PASSAGE PROVIDED:

EWW Benefits From Implicit Dollarization And Staple Exposure

R.M. Nunes

The iShares MSCI Mexico ETF (NYSEARCA:EWW) is idiosyncratic but an interesting geographical ETF that could make sense in the current environment due to exposures to consumer staples. While for US investors there is some logic to a Mexico investment due to lessened FX risks, latent risks leveled at it and its movement in line with what we think are overvalued US indices has us looking elsewhere due to directional risk, although we note the low PE, high earnings yield and relatively limited risks.

Thinking About Mexico

Mexico has been somewhat of an economic peculiarity these last years. In response to COVID-19 they went with austerity, in stark contrast with the rest of the world. In exchange, they have much less inflation but also very muted growth and lessened investment. The situation is certainly less volatile, although not great. However, as far as the EWW goes, exposures are primarily to consumer staples at a 30% exposure that have stayed strong in the current environment. The top stocks reflect this consumer staple heavy exposure, with Fomento (FMX) which is a Coca-Cola bottling company, Walmart De Mexico which doesn’t need to be explained and Grupo Bimbo (OTCPK:GRBMF) which is a consumer brands company that sells rolls, biscuits snacks and whatever else through supermarkets.

Top Holdings EWW (iShares.com)

Besides that, the major exposure is America Movil (AMX) which is a legacy telecoms company that produces voice services as well as wireless and wireline internet. So the premier Latin American telco company.

The skew towards necessities is pretty substantial, and the austerity regime in Mexico is unlikely to decimate a portfolio like this. Moreover, the Mexican economy is not on stilts unlike other western economies. But that doesn’t make it immune to the fortunes of others.

U.S. Connection

The connections between the US and Mexico are myriad, but we focus on two relationships. Firstly, the traditional effective dollarization of the Peso against the dollar due to the relationship between oil production of Mexico and the refining capacity in the US, and then the rebuying of refined products. Pesos and dollars trade hands a lot. Moreover, remittances are a very substantial source of foreign income for Mexico, which further connects the currencies. They trade very in line historically and this is a good thing for US investors looking at EWW. There isn’t much FX risk, the MXP is in a relatively good fundamental spot due to the set-up in the local economy.

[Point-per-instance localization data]
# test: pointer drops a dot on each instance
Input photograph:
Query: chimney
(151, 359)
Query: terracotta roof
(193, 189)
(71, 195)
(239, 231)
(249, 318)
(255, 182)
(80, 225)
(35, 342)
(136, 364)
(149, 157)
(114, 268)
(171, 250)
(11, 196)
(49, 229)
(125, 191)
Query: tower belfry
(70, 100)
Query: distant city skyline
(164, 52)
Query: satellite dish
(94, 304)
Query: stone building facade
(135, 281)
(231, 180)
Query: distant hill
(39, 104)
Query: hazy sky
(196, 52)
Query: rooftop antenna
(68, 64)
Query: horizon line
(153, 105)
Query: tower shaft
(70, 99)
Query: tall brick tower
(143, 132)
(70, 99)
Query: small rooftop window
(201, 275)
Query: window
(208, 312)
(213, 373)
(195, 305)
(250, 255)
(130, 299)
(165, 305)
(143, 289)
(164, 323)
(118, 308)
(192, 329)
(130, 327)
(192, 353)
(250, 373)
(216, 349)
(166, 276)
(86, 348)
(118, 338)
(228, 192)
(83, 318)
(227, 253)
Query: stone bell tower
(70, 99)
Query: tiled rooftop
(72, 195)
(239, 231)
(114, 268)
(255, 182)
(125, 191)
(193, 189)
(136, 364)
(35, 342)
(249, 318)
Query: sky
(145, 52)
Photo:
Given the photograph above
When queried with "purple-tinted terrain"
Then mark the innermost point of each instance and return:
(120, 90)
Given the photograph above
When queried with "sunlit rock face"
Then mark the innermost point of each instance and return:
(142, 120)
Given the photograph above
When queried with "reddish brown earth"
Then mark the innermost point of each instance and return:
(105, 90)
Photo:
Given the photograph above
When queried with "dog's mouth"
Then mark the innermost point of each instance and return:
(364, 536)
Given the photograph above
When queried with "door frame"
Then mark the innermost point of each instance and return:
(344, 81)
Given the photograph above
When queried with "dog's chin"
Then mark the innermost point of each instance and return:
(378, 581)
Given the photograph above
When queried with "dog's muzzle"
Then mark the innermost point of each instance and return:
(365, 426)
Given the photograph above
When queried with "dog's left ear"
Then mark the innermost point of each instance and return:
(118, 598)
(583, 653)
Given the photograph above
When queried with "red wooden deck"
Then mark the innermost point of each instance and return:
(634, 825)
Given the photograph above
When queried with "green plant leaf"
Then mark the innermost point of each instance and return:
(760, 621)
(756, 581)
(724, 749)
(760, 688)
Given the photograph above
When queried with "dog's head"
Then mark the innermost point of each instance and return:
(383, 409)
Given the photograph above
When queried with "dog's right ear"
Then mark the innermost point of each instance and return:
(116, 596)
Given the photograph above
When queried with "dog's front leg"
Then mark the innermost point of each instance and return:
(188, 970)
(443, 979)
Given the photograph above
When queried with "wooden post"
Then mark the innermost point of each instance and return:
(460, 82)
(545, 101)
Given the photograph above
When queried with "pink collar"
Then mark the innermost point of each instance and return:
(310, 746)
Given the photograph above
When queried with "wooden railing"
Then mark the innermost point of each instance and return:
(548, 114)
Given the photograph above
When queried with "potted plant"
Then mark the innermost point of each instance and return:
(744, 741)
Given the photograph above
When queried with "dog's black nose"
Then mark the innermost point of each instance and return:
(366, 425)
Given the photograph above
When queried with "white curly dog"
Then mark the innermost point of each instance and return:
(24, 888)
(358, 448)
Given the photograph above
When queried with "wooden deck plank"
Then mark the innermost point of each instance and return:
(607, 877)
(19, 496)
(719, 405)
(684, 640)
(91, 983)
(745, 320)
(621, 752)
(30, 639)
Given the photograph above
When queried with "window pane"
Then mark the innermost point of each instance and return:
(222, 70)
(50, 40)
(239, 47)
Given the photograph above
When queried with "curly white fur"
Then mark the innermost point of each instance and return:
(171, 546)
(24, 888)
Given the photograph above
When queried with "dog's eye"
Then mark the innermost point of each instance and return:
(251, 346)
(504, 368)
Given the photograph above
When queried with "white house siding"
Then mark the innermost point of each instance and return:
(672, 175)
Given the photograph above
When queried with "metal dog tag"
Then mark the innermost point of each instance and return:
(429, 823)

QUESTIONS TO ANSWER:
a. Answer these questions using the EWW article:
(i) What share of the fund's exposure goes to consumer staples?
(ii) What policy did Mexico adopt in response to COVID-19?
(iii) What kind of company is Fomento (FMX)?
b. For each statement, say whether the EWW article agrees with it. Support each answer with a quote from the article.
(i) America Movil is a telecoms company.
(ii) The author sees considerable FX risk for US investors in EWW.
(iii) Grupo Bimbo sells its products through supermarkets.
c. Continue the EWW article from its final sentence, keeping its plain analytical voice.

RESPONSES BY TASK:
a.
(i) 30%
(ii) Austerity
(iii) A Coca-Cola bottling company

b.
(i) Yes: "America Movil (AMX) which is a legacy telecoms company"
(ii) No: "There isn’t much FX risk"
(iii) Yes: "sells rolls, biscuits snacks and whatever else through supermarkets"

c.
The issue is to do with recession in the US, which has been stilted by loose monetary policy. Recession there will mean less remittances, and a smaller sink for Mexican exports. It also means a slower velocity of sent crude in exchange for refined products. The net effect isn’t big on MXP, but it does affect national income in total. Remittances are 5% of GDP and growing unemployment in the US due to latent forces coming from a corporate reckoning against consumer confidence and the invitation from high inflation for more rate hikes are an important risk for Mexican households.

The good thing is EWW trades really cheaply at 10x on stable, consumer staple companies. 10% earnings yield on a stable income source offers a good spread relative to higher reference rates. Things are good on that front, and markets seem to recognise that with YTD declines being only 5%. But the growth in the last years has also been a lot less than US markets, therefore the substantial discount on Mexican markets compared to the US. Directionally, latent issues with the US economy and indices make us worried, but taking a longer term view the valuation here looks alright with a decent 3% yield. FX risks being historically minimal could make it interesting for US investors. We’ll pass though.